[Dataset entries]
★ ★ ★ ★

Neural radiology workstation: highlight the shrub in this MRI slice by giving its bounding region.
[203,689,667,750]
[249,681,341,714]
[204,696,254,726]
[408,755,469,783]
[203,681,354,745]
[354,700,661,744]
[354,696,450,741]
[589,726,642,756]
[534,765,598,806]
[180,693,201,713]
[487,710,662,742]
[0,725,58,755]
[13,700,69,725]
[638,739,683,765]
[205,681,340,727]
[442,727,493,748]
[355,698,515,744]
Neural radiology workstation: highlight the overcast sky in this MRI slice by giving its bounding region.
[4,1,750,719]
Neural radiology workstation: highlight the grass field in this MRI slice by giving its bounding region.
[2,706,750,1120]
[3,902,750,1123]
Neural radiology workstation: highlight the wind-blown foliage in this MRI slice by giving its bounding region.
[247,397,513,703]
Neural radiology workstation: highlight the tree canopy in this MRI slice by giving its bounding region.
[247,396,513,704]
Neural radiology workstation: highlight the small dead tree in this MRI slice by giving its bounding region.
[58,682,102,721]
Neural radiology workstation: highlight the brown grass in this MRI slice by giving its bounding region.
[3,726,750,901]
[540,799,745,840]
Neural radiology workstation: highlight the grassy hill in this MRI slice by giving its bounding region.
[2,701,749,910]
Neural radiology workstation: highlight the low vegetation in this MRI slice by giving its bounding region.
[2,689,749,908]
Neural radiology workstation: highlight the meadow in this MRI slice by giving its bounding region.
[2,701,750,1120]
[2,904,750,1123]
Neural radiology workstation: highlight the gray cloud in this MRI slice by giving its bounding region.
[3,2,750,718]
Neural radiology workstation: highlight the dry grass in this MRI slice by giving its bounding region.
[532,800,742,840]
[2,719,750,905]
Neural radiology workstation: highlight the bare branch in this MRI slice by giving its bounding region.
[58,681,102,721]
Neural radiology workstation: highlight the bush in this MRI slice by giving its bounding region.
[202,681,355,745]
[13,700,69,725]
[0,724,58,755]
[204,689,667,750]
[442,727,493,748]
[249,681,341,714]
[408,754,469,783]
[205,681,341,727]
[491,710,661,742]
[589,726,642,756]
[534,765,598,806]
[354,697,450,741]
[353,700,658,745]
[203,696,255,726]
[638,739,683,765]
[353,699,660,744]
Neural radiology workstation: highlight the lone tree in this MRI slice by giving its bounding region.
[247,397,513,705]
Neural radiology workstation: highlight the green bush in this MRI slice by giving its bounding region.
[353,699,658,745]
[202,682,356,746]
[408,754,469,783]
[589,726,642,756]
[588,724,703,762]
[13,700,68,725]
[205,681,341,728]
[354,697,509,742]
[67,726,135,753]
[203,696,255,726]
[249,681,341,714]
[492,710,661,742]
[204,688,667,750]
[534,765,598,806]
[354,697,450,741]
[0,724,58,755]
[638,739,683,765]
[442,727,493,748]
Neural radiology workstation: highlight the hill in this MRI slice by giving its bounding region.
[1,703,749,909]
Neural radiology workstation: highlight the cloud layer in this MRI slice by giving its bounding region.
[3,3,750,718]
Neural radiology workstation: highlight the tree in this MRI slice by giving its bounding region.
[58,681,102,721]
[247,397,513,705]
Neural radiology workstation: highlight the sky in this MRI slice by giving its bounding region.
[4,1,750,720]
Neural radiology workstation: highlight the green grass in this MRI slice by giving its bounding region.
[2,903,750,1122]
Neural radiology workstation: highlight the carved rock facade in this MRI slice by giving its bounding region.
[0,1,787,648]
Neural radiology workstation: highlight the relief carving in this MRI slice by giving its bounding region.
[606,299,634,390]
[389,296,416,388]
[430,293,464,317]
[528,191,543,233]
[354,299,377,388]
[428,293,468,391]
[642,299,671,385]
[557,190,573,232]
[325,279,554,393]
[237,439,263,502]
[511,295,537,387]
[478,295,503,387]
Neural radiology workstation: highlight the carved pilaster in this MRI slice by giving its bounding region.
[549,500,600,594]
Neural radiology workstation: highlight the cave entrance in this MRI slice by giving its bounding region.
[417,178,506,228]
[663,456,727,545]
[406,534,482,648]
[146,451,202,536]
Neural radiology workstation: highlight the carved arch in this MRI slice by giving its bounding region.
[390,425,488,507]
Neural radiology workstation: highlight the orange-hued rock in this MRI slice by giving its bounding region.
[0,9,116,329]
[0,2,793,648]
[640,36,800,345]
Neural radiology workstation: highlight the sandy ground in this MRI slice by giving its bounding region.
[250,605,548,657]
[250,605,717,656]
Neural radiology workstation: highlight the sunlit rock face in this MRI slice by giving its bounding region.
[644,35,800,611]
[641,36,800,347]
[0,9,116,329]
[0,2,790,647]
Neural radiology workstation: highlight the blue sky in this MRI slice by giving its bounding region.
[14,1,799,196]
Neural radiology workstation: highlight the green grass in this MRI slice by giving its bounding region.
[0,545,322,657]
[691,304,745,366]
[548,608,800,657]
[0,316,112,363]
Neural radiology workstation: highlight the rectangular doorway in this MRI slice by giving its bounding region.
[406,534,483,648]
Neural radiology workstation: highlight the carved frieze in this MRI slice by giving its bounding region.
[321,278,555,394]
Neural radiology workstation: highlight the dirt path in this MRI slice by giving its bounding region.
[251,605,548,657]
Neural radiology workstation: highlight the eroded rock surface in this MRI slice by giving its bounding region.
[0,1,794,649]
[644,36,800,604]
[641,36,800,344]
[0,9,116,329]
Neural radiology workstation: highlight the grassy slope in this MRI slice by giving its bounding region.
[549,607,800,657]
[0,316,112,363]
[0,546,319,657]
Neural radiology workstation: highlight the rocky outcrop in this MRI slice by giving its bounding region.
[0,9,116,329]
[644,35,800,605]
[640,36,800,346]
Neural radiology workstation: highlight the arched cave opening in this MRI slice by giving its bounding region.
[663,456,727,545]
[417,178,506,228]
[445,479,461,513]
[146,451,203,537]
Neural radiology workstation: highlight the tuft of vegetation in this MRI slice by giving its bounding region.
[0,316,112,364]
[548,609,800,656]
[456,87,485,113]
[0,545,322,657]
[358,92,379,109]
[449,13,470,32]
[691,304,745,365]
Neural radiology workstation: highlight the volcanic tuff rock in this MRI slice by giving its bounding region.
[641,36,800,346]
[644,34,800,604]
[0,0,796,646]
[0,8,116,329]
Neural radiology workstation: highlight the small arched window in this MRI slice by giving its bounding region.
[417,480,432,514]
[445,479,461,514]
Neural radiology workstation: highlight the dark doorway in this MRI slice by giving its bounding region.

★ ★ ★ ★

### ACTIVITY:
Could you print every record above exactly as it appears?

### RESULT:
Neural radiology workstation: highlight the shrub in this MRI slice by giving its bounding region.
[203,689,667,750]
[249,681,341,714]
[204,696,254,726]
[408,755,469,783]
[203,681,354,745]
[354,700,661,744]
[354,696,450,741]
[589,726,642,756]
[534,765,598,806]
[180,693,201,713]
[487,710,662,742]
[0,725,58,755]
[13,700,69,725]
[638,739,683,765]
[205,681,340,727]
[442,727,493,748]
[355,698,515,744]
Neural radiology workstation: highlight the overcast sky in this MRI slice by giving its bounding region.
[4,1,750,719]
Neural radiology workstation: highlight the grass field in this MRI slice by giving its bounding region.
[2,706,750,1120]
[3,902,750,1123]
Neural radiology workstation: highlight the wind-blown foliage in this MRI slice by giving its bounding region.
[247,397,513,703]
Neural radiology workstation: highlight the tree canopy in this MRI slice by giving its bounding region.
[247,396,513,704]
Neural radiology workstation: highlight the small dead tree in this MRI slice by giving its bounding region.
[58,682,102,721]
Neural radiology workstation: highlight the brown grass in this MRI slice by giving its bounding region.
[3,726,750,901]
[540,799,745,840]
Neural radiology workstation: highlight the grassy hill in this MRI slice by giving its bounding region.
[2,701,749,910]
Neural radiology workstation: highlight the low vegetation in this MRI slice by giving its bounding region.
[2,689,749,908]
Neural radiology workstation: highlight the meadow in this MRI slice by giving its bounding region.
[2,701,750,1120]
[2,904,750,1123]
Neural radiology workstation: highlight the gray cloud in this MRI slice by giving its bounding region.
[3,2,750,718]
Neural radiology workstation: highlight the dry grass in this MRI slice by giving its bounding region.
[532,800,742,840]
[2,719,750,905]
Neural radiology workstation: highlight the bare branch in this MRI slice by giving its bounding region.
[58,681,102,721]
Neural radiology workstation: highlight the bush in this MRI slice by giving its bounding region.
[202,681,355,745]
[13,700,69,725]
[0,724,58,755]
[204,689,667,750]
[442,727,493,748]
[249,681,341,714]
[408,754,469,783]
[205,681,341,727]
[491,710,661,742]
[589,726,642,756]
[534,765,598,806]
[354,697,450,741]
[353,700,658,745]
[203,696,255,726]
[638,739,683,765]
[353,699,660,744]
Neural radiology workstation: highlight the lone tree in this MRI slice by giving its bounding region.
[247,397,513,705]
Neural radiology workstation: highlight the green bush in this MRI slice by giving its bounding region.
[353,699,658,745]
[202,682,356,746]
[408,754,469,783]
[589,726,642,756]
[588,724,703,762]
[13,700,68,725]
[205,681,341,728]
[354,697,509,742]
[67,726,135,753]
[203,696,255,726]
[249,681,341,714]
[492,710,661,742]
[204,688,667,750]
[534,765,598,806]
[354,697,450,741]
[0,724,58,755]
[638,739,683,765]
[442,727,493,748]
Neural radiology workstation: highlight the hill in this MRI slice by giving its bounding region.
[1,703,749,909]
Neural radiology workstation: highlight the cloud layer in this MRI slice by giving its bounding region.
[3,3,750,718]
Neural radiology workstation: highlight the tree in this MRI slice by giving its bounding region.
[58,681,102,721]
[247,397,513,705]
Neural radiology workstation: highlight the sky in this MRI slice by giving its bounding region.
[4,1,750,720]
Neural radiology workstation: highlight the green grass in this MRI slice by giving its bounding region.
[2,903,750,1122]
Neural radiology workstation: highlight the carved rock facade in this MRI slice by giving its bounding region.
[0,1,787,648]
Neural radiology workstation: highlight the relief carving in this MRI slice by giving its bounding region.
[606,299,634,390]
[389,296,416,388]
[430,293,464,317]
[528,191,543,233]
[354,299,377,388]
[428,293,468,391]
[642,299,671,385]
[557,190,573,232]
[325,279,554,393]
[237,439,263,502]
[511,295,537,387]
[478,295,503,387]
Neural radiology workstation: highlight the carved pilaster in this MRI slice by giving its bounding region.
[549,500,600,594]
Neural radiology workstation: highlight the cave entrance in this MRI slice by giving its bounding region.
[417,178,506,228]
[663,456,727,545]
[406,534,482,648]
[146,451,202,536]
Neural radiology workstation: highlight the carved arch in this MRI slice by giving its bounding region.
[390,425,488,507]
Neural radiology workstation: highlight the orange-hued rock in this MRI slice by giving its bounding region.
[0,9,116,329]
[0,2,793,648]
[640,36,800,345]
Neural radiology workstation: highlight the sandy ground in this MRI slice by giving its bounding region.
[250,605,548,657]
[250,605,717,656]
Neural radiology workstation: highlight the sunlit rock face in this MRI slice by giving its bounding region.
[644,35,800,611]
[641,36,800,347]
[0,9,116,329]
[0,2,790,647]
Neural radiology workstation: highlight the blue sky in this MRI slice by giving its bounding region.
[14,1,799,196]
Neural radiology workstation: highlight the green grass in this MRI slice by giving its bounding region.
[0,545,322,657]
[691,304,745,366]
[548,608,800,657]
[0,316,112,363]
Neural radiology workstation: highlight the rectangular doorway in this MRI slice by giving its bounding region.
[406,534,483,648]
Neural radiology workstation: highlight the carved frieze in this MRI slice by giving its bounding region.
[321,278,555,394]
Neural radiology workstation: highlight the dirt path in this MRI slice by giving its bounding region.
[251,605,548,657]
Neural radiology workstation: highlight the eroded rock surface in this MRI slice by giving its bounding region.
[0,1,794,649]
[644,36,800,604]
[641,36,800,344]
[0,9,116,329]
Neural radiology workstation: highlight the grassy slope in this MRI slice by giving its bounding region.
[549,607,800,657]
[0,316,112,363]
[0,546,319,657]
Neural radiology workstation: highlight the rocky outcrop in this MRI slice by giving its bounding region.
[0,9,116,329]
[644,35,800,605]
[640,36,800,346]
Neural radiology workstation: highlight the arched cave opening in this MRI slice by giving its bounding region.
[663,456,727,545]
[417,178,506,228]
[445,479,461,513]
[146,451,203,537]
Neural radiology workstation: highlight the tuft of vegetation in this MRI slice by giving its bounding region.
[0,316,112,364]
[548,609,800,656]
[456,87,485,113]
[0,545,322,657]
[358,92,379,109]
[449,13,470,32]
[691,304,745,365]
Neural radiology workstation: highlight the volcanic tuff rock in this MRI slice by giving its bounding region.
[641,36,800,346]
[644,34,800,604]
[0,0,796,646]
[0,8,116,329]
Neural radiology workstation: highlight the small arched window in this MRI slice by giving its bounding region.
[417,480,432,514]
[445,479,461,514]
Neural radiology workstation: highlight the dark doorway in this MRI slice by giving its bounding region.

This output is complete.